Provided material section start

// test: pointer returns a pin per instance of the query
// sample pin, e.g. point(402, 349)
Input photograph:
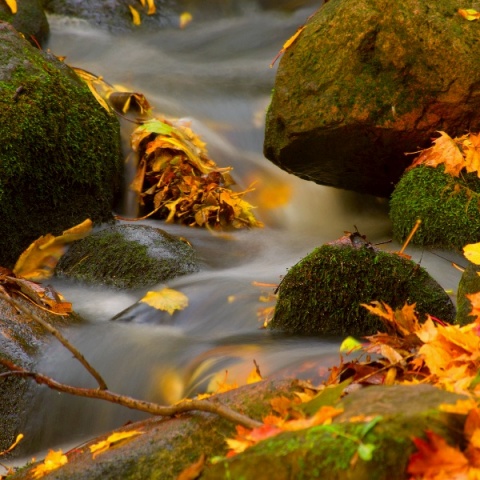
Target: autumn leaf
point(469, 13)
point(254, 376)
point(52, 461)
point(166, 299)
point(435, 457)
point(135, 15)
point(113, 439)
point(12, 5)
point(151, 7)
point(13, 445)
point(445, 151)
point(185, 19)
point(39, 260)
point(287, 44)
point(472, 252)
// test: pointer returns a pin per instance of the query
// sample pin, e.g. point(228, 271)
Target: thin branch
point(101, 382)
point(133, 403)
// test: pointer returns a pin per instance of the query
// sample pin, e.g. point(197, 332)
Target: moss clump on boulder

Provided material section end
Provided material section start

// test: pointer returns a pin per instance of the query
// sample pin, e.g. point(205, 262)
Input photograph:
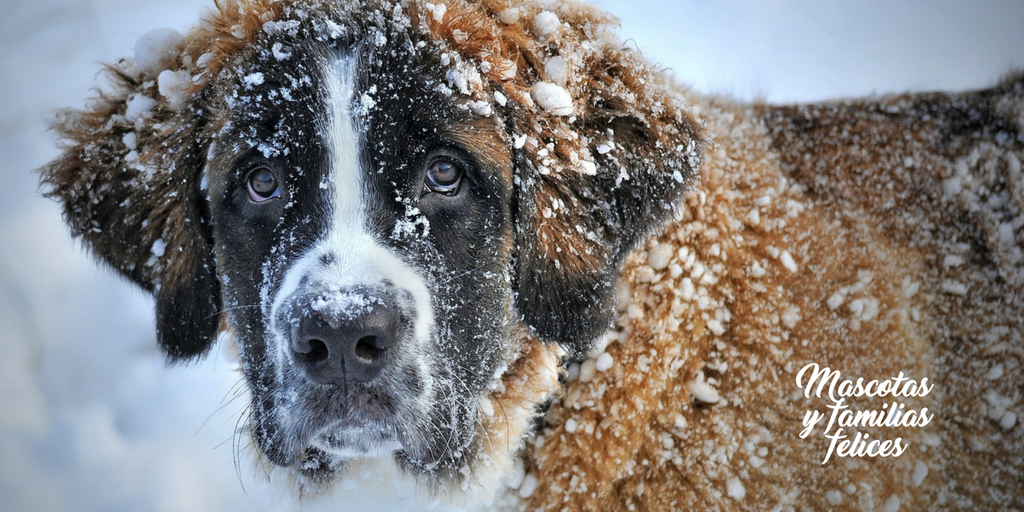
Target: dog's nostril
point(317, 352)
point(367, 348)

Provided material section end

--- Assignment ---
The answer consists of every line above in which the word "sample" occurs.

--- Answer section ---
// sample pin, e.g. point(402, 349)
// sample pin, e.g. point(228, 271)
// sample pin, e.g. point(197, 332)
// sample pin, e.g. point(205, 262)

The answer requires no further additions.